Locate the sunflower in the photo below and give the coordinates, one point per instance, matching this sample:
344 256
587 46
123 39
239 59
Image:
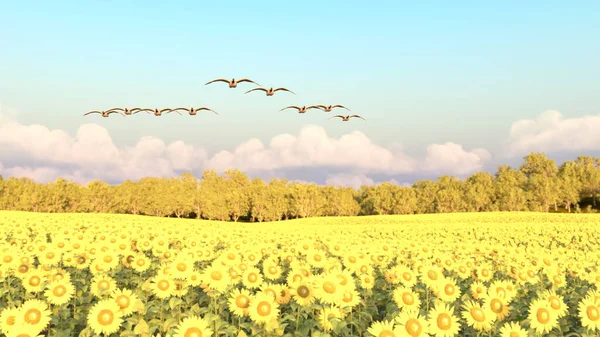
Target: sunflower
411 324
59 292
406 299
193 326
326 314
103 285
216 277
126 300
513 329
34 281
542 318
181 268
7 319
252 278
479 318
263 308
23 330
478 289
448 290
162 286
141 263
589 313
34 313
105 317
327 289
303 293
557 304
239 302
442 322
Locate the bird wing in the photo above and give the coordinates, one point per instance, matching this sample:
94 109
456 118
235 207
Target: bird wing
284 89
217 80
291 107
246 80
114 109
339 106
263 89
176 110
205 108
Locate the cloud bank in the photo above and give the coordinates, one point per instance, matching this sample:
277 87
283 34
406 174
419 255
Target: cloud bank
44 154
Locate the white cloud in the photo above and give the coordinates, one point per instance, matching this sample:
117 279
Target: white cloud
552 132
44 154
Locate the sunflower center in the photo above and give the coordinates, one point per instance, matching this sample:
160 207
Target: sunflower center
193 332
444 322
496 306
554 302
329 287
477 314
303 291
105 317
34 281
413 327
386 333
543 316
408 298
33 316
104 285
163 285
59 291
123 301
242 301
263 308
216 275
593 313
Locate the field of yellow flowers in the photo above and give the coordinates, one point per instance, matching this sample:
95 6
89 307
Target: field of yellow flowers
474 274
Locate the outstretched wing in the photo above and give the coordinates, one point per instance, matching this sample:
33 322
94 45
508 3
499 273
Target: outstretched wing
284 89
217 80
205 108
246 80
263 89
291 107
339 106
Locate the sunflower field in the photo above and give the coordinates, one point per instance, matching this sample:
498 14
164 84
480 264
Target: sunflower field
471 274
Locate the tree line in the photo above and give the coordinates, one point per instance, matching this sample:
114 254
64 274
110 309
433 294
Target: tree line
537 185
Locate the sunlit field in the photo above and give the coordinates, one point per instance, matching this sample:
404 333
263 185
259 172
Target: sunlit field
472 274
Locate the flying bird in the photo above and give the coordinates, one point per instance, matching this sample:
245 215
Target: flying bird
301 109
270 91
233 82
192 111
103 113
328 108
157 112
125 110
346 118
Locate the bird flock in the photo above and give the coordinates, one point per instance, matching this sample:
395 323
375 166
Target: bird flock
233 83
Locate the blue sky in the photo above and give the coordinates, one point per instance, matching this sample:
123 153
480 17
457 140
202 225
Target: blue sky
425 73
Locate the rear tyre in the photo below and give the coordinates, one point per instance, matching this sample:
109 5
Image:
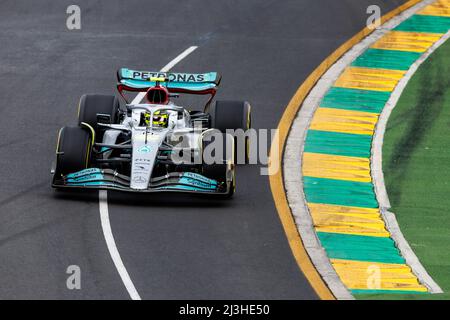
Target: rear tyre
92 104
233 115
73 151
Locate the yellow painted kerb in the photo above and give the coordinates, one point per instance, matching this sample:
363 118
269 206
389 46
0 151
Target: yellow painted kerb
276 180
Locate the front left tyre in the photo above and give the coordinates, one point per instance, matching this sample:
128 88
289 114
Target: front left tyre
93 104
73 151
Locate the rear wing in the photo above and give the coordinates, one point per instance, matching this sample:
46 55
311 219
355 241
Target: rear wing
193 83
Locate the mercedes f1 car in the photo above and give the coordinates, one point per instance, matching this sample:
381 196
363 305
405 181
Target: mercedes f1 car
155 145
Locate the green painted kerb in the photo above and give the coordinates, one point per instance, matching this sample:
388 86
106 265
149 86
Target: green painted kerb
356 100
339 192
386 59
360 248
337 143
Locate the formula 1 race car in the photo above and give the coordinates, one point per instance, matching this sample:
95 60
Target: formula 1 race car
154 146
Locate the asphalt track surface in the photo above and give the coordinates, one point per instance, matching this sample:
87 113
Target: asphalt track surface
174 247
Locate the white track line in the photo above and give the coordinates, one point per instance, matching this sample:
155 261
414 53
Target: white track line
103 203
166 68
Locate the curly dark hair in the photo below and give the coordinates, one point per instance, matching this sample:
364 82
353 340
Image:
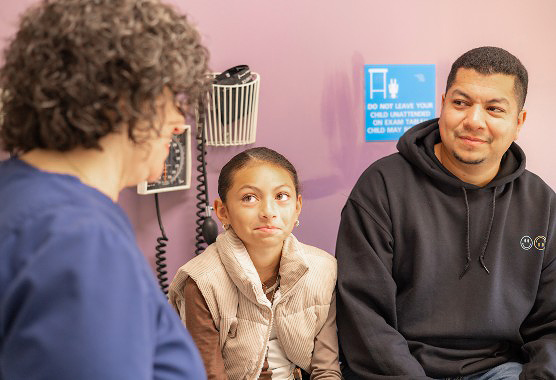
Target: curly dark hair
488 60
78 70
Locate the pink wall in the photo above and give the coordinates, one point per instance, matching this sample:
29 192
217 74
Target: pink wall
310 56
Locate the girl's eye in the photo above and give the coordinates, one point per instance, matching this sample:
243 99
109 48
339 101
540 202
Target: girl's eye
283 196
249 198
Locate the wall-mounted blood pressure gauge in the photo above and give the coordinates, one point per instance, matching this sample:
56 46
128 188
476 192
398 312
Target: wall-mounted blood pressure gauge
177 168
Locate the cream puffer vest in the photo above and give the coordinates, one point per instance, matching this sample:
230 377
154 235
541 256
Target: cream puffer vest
244 316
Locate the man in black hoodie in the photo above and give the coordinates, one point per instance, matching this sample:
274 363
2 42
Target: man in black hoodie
446 250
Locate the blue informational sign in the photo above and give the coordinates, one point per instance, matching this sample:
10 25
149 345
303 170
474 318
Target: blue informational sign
396 98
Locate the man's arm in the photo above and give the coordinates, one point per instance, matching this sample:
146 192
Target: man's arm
539 328
366 308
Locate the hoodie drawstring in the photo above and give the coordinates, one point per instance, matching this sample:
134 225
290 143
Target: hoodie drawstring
467 232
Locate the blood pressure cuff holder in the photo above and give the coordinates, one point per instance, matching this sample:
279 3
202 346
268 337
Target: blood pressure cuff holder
226 98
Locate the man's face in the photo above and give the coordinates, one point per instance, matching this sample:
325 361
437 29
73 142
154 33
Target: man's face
480 118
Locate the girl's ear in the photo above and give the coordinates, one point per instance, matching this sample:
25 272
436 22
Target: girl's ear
298 204
221 211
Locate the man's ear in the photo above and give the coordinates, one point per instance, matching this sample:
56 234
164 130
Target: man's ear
520 121
221 211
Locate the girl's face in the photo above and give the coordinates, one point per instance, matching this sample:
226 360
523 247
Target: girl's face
261 205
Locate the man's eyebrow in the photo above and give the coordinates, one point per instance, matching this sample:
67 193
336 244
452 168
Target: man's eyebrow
493 100
499 100
461 93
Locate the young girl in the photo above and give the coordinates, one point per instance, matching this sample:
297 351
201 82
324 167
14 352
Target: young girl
258 303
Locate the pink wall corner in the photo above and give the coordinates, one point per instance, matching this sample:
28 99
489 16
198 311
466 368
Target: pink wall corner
310 56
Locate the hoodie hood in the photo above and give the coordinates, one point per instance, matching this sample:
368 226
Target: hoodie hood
417 147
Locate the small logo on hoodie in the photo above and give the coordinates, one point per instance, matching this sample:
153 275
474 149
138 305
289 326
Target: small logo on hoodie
527 242
539 243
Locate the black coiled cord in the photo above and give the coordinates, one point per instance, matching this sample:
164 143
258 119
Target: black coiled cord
161 253
202 189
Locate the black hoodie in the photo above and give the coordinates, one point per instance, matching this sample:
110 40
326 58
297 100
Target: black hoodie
438 277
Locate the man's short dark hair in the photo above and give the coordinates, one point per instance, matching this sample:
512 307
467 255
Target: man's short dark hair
78 70
488 60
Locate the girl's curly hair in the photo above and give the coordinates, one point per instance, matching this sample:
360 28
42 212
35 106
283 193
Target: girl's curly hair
78 70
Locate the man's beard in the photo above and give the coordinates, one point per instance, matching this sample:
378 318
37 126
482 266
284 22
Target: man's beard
468 162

- Required action -
Going line by line through the entries above, count each line that has the word "below", then state the count alone.

- Response -
3